**Required task a**. Collect every line in the rows below that contains the word "ball".

**Passage given**.
On a recent trip to Kano, I took time off to visit the famous Kwari market. It was there I met Dan Liti, one of the stall owners in the precincts of the market. While haggling over prices of some items, a young man sauntered by and shouted in the direction of Dan Liti above the din of the noise around;’’ Dan Buhari’’! As if stung by a bee, Dan Liti abruptly cut short the transaction and aiming a baleful look at the young intruder, released a volley of choice unprintable expletives that made me cringe instantly.

**Required task b**. Summarize the account of the Kwari market visit in two sentences.

**Material**.

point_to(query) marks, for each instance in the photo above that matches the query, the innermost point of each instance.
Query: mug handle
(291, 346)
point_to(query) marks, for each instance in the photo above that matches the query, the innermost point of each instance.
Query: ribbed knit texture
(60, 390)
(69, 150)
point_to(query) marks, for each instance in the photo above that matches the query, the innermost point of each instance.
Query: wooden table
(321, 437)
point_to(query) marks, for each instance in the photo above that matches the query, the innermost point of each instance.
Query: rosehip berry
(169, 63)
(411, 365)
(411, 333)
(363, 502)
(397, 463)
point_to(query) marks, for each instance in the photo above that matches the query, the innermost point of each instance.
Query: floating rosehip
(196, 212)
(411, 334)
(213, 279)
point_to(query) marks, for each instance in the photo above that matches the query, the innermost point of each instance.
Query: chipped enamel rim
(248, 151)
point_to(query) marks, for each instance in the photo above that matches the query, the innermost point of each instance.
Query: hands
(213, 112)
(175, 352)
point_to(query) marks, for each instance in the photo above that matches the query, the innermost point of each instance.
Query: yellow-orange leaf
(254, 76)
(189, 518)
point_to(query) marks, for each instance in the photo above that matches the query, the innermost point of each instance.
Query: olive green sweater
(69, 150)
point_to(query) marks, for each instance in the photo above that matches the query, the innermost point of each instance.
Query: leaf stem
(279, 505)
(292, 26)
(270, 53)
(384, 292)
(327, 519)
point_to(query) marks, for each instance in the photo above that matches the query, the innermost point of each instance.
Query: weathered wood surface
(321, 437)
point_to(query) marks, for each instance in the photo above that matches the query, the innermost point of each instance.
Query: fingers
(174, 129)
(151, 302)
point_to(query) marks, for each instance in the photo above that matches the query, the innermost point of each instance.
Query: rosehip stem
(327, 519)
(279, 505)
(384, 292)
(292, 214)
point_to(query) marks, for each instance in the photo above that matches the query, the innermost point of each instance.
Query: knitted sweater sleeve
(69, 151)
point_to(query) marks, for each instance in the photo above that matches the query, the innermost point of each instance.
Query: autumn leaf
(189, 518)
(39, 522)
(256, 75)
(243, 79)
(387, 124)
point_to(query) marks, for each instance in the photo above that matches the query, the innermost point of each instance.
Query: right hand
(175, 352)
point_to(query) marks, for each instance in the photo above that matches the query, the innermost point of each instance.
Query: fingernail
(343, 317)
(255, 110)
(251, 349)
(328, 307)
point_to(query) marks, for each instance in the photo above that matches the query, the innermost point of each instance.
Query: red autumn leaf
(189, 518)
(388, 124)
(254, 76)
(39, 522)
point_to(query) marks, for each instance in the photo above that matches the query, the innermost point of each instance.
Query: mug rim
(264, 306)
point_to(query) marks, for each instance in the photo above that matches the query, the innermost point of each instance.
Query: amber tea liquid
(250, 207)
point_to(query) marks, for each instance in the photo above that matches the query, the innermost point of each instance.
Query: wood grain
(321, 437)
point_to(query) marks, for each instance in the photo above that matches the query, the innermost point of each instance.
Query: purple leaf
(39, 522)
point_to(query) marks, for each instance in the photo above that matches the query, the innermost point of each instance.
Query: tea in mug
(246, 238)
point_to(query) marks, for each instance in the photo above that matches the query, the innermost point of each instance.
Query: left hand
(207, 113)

* * *

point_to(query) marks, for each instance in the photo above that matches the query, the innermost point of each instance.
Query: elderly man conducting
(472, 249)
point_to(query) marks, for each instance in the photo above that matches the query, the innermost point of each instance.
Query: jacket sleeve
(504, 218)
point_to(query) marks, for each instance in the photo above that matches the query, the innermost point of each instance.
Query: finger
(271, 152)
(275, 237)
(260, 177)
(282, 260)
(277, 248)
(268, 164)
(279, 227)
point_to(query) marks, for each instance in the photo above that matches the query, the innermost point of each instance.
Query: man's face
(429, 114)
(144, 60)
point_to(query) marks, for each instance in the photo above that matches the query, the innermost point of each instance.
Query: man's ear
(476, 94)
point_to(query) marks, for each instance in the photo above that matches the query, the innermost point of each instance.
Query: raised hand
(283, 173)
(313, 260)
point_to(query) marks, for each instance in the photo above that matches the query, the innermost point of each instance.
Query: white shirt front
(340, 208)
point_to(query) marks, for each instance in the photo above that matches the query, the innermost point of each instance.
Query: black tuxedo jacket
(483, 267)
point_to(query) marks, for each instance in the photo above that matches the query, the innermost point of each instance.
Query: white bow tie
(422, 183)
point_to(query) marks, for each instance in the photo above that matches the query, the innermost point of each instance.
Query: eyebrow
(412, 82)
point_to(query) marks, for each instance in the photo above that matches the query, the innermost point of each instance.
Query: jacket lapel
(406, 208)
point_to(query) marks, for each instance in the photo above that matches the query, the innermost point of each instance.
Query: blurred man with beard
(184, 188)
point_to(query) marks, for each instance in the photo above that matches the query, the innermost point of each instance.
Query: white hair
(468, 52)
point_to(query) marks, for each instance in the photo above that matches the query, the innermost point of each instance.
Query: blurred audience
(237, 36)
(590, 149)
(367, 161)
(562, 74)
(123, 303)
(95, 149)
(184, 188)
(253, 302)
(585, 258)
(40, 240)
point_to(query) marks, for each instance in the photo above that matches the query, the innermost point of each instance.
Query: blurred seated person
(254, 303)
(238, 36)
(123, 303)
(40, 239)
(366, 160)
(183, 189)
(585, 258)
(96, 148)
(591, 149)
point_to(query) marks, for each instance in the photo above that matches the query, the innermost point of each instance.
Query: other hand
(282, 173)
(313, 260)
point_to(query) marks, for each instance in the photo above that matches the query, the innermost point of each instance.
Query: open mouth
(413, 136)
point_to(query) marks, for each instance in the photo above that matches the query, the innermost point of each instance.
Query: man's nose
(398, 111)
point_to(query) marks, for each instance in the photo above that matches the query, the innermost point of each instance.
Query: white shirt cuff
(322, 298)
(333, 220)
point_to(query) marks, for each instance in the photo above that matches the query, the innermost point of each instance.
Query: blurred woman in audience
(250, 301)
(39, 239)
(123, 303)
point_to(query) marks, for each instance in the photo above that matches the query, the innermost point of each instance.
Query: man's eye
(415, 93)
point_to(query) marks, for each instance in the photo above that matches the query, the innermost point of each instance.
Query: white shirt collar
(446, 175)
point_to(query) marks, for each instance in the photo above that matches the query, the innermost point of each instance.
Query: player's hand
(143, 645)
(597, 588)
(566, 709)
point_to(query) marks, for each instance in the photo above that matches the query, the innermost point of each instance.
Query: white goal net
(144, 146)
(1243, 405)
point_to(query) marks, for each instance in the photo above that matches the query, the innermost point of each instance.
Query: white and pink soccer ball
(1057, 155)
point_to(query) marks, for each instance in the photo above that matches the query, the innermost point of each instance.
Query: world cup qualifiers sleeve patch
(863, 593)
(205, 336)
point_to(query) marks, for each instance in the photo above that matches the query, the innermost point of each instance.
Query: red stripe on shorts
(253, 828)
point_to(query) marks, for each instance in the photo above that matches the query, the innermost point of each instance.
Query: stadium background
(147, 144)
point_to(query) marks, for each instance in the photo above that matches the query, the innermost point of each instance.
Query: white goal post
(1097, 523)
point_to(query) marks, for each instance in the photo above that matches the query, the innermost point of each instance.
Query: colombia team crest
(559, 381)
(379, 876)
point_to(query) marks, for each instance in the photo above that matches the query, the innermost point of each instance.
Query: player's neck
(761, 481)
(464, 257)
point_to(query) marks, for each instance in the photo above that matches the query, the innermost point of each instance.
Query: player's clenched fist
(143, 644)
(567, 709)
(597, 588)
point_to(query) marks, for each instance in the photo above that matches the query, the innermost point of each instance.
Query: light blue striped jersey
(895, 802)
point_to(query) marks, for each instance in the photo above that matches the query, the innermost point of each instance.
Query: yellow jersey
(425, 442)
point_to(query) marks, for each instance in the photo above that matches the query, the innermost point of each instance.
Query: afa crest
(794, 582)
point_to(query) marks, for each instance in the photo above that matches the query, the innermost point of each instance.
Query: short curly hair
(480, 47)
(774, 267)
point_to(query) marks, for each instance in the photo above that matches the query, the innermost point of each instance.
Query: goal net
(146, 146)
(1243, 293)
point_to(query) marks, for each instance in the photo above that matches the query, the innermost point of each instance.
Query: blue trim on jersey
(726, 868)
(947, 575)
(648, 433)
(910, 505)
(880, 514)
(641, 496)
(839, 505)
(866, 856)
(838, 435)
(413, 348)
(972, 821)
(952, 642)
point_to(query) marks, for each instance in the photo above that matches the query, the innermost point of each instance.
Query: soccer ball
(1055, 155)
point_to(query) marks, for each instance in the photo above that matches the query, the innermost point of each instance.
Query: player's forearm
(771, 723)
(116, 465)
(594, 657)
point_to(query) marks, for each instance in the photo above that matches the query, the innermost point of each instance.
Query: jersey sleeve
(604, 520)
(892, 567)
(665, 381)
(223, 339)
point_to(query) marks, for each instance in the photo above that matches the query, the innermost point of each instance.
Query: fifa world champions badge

--

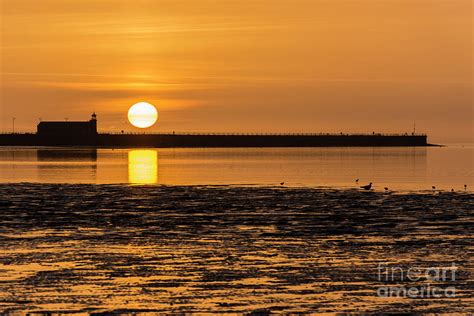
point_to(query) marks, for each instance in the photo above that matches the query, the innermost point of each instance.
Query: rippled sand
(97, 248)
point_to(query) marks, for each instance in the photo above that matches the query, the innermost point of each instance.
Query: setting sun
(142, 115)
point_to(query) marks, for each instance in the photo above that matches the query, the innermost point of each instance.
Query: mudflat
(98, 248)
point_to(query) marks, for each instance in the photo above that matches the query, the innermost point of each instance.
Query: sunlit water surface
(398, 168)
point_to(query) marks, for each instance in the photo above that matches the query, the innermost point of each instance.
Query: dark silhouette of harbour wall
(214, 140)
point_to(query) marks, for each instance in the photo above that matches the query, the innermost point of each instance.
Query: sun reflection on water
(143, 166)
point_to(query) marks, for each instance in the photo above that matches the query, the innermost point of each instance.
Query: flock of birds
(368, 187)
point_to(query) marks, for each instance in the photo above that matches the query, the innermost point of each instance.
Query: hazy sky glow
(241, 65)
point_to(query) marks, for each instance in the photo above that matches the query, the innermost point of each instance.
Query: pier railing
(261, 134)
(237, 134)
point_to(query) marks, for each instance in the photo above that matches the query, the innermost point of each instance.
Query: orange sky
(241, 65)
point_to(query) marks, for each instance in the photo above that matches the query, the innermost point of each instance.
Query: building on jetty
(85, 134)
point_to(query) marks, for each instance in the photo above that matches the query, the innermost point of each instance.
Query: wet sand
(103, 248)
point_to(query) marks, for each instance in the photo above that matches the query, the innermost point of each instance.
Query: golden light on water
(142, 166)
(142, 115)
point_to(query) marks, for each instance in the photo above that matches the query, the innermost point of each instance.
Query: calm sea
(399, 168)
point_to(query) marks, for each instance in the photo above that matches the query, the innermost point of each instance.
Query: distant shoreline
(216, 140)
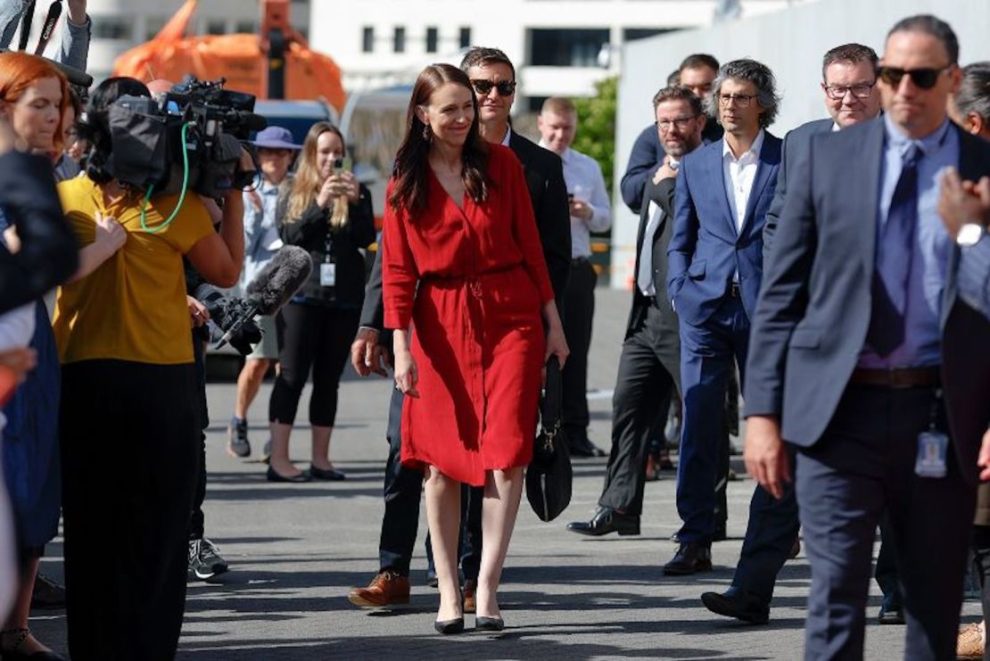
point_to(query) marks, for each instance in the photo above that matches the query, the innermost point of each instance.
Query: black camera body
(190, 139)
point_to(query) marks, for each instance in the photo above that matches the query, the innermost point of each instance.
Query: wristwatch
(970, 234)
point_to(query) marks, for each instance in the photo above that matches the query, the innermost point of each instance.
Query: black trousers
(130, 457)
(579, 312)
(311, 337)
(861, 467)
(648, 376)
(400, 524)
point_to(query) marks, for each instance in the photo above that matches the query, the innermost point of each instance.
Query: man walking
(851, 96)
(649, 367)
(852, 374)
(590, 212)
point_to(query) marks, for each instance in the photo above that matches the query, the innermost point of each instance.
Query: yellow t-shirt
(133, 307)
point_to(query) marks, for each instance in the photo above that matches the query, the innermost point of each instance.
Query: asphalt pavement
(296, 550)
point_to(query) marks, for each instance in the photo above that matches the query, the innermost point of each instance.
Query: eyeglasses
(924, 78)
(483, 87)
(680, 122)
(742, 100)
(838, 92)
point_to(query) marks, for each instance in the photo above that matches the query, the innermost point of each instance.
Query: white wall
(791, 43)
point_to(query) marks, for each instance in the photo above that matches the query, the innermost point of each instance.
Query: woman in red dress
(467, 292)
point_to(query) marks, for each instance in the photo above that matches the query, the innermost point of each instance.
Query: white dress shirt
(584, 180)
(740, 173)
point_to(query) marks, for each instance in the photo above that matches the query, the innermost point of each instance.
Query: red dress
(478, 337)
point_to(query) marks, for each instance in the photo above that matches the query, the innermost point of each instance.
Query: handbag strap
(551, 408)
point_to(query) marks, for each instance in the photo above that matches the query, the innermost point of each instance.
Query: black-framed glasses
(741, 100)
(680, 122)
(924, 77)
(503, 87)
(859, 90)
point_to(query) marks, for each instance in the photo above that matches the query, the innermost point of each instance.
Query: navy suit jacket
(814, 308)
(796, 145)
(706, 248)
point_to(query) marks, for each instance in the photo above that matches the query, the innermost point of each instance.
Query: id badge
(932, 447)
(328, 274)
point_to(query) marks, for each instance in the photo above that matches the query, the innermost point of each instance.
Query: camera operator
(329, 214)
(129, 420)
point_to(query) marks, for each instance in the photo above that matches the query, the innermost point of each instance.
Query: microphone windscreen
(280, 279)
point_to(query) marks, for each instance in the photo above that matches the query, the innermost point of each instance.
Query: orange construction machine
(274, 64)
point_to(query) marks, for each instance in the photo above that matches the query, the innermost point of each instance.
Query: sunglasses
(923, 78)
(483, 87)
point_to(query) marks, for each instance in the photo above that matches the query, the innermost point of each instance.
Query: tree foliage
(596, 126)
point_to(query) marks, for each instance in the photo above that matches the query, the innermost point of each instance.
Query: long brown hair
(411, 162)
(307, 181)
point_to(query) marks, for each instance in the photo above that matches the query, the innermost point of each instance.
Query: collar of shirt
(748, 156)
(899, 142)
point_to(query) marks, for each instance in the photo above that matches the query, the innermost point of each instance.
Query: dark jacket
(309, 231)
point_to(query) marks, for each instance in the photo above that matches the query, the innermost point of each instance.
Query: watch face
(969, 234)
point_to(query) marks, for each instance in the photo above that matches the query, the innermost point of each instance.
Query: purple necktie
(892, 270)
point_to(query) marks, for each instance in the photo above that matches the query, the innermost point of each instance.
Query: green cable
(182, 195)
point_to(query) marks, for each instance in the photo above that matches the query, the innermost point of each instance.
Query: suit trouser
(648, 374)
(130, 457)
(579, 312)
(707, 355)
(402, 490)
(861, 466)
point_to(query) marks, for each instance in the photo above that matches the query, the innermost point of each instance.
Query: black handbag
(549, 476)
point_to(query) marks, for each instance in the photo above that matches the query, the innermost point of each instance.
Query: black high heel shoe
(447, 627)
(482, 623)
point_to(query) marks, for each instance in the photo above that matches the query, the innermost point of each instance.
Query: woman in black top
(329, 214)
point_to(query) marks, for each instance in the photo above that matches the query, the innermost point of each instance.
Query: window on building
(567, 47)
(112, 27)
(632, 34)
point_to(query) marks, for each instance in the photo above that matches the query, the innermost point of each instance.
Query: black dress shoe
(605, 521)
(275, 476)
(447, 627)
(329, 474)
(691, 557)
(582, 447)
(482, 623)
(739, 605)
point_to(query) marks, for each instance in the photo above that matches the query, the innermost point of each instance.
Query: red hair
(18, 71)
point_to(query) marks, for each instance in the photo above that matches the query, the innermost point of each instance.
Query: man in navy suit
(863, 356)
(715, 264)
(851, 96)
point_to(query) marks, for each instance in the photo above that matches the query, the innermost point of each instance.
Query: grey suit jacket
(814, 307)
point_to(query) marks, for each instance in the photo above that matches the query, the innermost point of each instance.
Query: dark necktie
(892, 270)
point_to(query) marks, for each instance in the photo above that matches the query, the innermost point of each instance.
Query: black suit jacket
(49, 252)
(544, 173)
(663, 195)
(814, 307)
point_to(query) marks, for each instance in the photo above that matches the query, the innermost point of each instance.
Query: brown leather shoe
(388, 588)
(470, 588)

**Task answer a**.
Query: white and pink soccer ball
Query: soccer ball

**Task answer b**. On a trip to Kano, the narrator visited the famous Kwari market and met Dan Liti, a stall owner there. While they were haggling over prices, a young man walking by shouted "Dan Buhari" at Dan Liti, who abruptly cut the transaction short and unleashed a volley of expletives at him that made the narrator cringe.